> _WHAT IS BEING ASKED_:
Leave the pictures out and restate each entry below word for word.

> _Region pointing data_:
---*---

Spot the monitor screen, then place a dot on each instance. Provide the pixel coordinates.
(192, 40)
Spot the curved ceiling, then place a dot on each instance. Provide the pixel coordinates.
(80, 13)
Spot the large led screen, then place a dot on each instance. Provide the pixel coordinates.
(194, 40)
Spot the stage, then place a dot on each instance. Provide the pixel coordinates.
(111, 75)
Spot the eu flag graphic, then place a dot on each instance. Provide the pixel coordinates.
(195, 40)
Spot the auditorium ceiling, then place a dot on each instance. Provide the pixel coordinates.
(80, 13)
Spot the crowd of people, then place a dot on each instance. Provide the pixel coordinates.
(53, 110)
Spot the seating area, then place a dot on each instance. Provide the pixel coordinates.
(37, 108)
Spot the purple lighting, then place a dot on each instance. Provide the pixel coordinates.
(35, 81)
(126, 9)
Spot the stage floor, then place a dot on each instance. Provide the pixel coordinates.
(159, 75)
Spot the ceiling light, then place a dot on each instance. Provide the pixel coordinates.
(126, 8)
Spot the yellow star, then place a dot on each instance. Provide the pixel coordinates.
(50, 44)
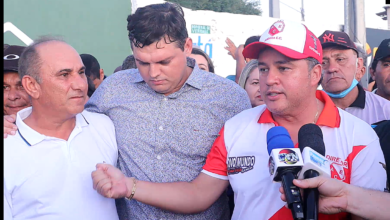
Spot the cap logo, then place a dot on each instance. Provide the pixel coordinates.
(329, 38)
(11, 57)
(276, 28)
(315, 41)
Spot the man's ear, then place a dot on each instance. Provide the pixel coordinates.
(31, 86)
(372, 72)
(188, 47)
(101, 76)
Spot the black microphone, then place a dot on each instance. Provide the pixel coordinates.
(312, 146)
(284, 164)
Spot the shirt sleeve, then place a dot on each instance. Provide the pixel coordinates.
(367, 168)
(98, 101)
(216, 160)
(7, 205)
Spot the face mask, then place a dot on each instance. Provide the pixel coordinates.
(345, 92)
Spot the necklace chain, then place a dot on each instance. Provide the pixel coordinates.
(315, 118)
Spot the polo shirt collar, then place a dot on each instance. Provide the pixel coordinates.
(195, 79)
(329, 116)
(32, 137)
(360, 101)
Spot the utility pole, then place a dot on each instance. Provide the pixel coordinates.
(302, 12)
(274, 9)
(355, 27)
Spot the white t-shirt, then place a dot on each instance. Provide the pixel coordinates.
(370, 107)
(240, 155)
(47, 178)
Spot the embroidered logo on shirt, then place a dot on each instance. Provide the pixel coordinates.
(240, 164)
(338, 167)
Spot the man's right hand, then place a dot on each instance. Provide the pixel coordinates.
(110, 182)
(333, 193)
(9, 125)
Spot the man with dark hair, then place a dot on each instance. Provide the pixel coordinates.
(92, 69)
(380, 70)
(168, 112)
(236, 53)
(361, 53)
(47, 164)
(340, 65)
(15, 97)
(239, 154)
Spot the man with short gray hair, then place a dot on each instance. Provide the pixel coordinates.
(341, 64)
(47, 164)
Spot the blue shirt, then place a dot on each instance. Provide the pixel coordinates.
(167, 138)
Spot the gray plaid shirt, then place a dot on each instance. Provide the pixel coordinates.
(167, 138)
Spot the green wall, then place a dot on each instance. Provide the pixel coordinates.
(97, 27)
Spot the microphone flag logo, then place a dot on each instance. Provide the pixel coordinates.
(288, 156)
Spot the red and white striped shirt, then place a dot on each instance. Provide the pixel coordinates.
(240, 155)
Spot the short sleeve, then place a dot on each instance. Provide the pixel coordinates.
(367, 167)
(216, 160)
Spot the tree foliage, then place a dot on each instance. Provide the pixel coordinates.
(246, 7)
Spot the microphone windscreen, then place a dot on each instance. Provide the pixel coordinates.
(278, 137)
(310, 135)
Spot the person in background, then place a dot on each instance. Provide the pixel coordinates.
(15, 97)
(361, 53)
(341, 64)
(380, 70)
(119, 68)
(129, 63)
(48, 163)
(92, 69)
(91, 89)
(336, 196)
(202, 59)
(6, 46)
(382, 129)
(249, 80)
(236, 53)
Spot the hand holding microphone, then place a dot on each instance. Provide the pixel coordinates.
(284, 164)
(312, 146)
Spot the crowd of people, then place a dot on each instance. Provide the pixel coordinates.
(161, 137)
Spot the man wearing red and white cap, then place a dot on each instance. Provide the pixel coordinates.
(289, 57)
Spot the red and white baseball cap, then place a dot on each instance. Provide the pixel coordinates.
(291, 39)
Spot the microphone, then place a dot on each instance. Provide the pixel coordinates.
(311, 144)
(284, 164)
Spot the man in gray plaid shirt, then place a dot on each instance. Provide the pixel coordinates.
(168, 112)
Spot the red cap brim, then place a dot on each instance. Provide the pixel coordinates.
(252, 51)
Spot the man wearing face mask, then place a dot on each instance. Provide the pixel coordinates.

---*---

> _YOUR SOLUTION_:
Spot the monitor screen, then place a dot on each instance. Provide the pixel coordinates.
(192, 40)
Spot the curved ceiling, then place a dot on each instance. Provide the pixel coordinates.
(80, 13)
Spot the large led screen, then place a dot on each instance. Provide the pixel coordinates.
(194, 40)
Spot the stage, then place a dot on each instance. Provide the pixel coordinates.
(111, 75)
Spot the eu flag graphic, then place a dot on each instance. Provide the pixel coordinates.
(195, 40)
Spot the auditorium ceiling, then place a dot on each instance. Provide the pixel coordinates.
(80, 13)
Spot the crowd of people, then place a dot on each instance. Provide the pixel coordinates.
(53, 110)
Spot the seating area, then place a dot on each instance. Provide the pixel coordinates.
(37, 108)
Spot the purple lighting, then place a dot on each instance. Provide the pixel coordinates.
(35, 81)
(126, 9)
Spot the stage floor, then place a dot on each instance. Provide the pixel coordinates.
(159, 75)
Spot the ceiling light, then place a dot on each instance. Provide the pixel coordinates.
(126, 8)
Spot the yellow star, then place a dot on each instance. Provide the pixel coordinates.
(50, 44)
Spot the cap logo, then place a dot on each instance. Provide the pixel coordinates.
(329, 38)
(11, 57)
(276, 28)
(315, 41)
Spot the man's ear, then place a dot on each instance. Provide the pixel coordinates.
(31, 86)
(372, 72)
(188, 47)
(101, 76)
Spot the black microphone, then place a dot on each instance. Provide the pixel coordinates.
(312, 146)
(284, 164)
Spot the shirt sleeve, then place a dot on each instance. Provide the pixel coordinates.
(367, 168)
(98, 101)
(216, 160)
(7, 205)
Spot the face mask, then place a dot on each instance. Provide the pixel coordinates.
(345, 92)
Spot the necklace chain, then place a dot on each instance. Provide the pixel coordinates.
(315, 118)
Spot the polo shirt collar, then place a dot on each instance. Provide the pixel coordinates.
(195, 79)
(329, 116)
(32, 137)
(360, 101)
Spot the utility pole, then place a dot on each instance. Provide the pixel coordinates.
(302, 12)
(274, 9)
(355, 27)
Spot the white t-shirt, then place a dot on each instance. Provide the pixel coordinates.
(370, 107)
(240, 155)
(47, 178)
Spot the embroidered logo on shirt, then place a dot on each instance. Provide the pixel coordinates.
(240, 164)
(338, 167)
Spot the man's right hand, then place a dot on each instance. Provide the pixel coordinates.
(110, 182)
(333, 193)
(9, 125)
Spot the man with dark hair, then place a dot on each instance. Provide the pixel coordinates.
(92, 69)
(380, 70)
(168, 112)
(236, 53)
(361, 53)
(47, 164)
(340, 65)
(15, 97)
(239, 154)
Spot the man with short gray hair, then place a dot on each instance. Provide the pixel coordinates.
(341, 64)
(47, 164)
Spot the blue shirt, then place a dot on each instance. Provide the pixel coordinates.
(167, 138)
Spot the gray plaid shirt, then place a dot on each instance. Provide the pixel coordinates.
(167, 138)
Spot the green wall, then place a dot on each instance. Provide the pixel coordinates.
(97, 27)
Spot the microphone flag logo, then place a dot on each instance. Provide the pixel coordinates.
(288, 156)
Spot the red and white striped shirt, then place a dot on each instance. Provide the pixel coordinates.
(240, 155)
Spot the short sleeve, then place a dot on each instance. Provide the pixel coordinates.
(367, 167)
(216, 160)
Spot the tree foliage, then place a dot on each instance. Provide the pixel coordinates.
(246, 7)
Spot the microphone windscreen, then place a dot on each instance. Provide the pixel coordinates.
(278, 137)
(310, 135)
Spot the person in background, then place a dot on each instance. Provide the pixel coordinates.
(15, 97)
(361, 53)
(341, 64)
(380, 70)
(119, 68)
(129, 63)
(48, 163)
(92, 69)
(91, 89)
(336, 196)
(202, 59)
(6, 46)
(382, 129)
(249, 80)
(236, 53)
Spot the hand holding microphone, then place a dot on each instance. Provide the pixel coordinates.
(284, 164)
(312, 146)
Spot the crowd of people, then place a dot on each instance. Provide the pixel coordinates.
(161, 137)
Spot the man wearing red and white cap, then place a dot on each instance. Provide the pixel coordinates.
(289, 57)
Spot the red and white baseball cap, then place a dot on each instance. Provide the pixel coordinates.
(291, 39)
Spot the microphone, then place a dot on each instance. Provide the pixel coordinates.
(311, 144)
(284, 164)
Spot the man in gray plaid shirt, then place a dot on each instance. Provide the pixel coordinates.
(168, 112)
Spot the red cap brim, then place a dot on each instance. Provide the pixel coordinates.
(252, 51)
Spot the man wearing face mask, then place a dot on each instance. Provide the pixel coordinates.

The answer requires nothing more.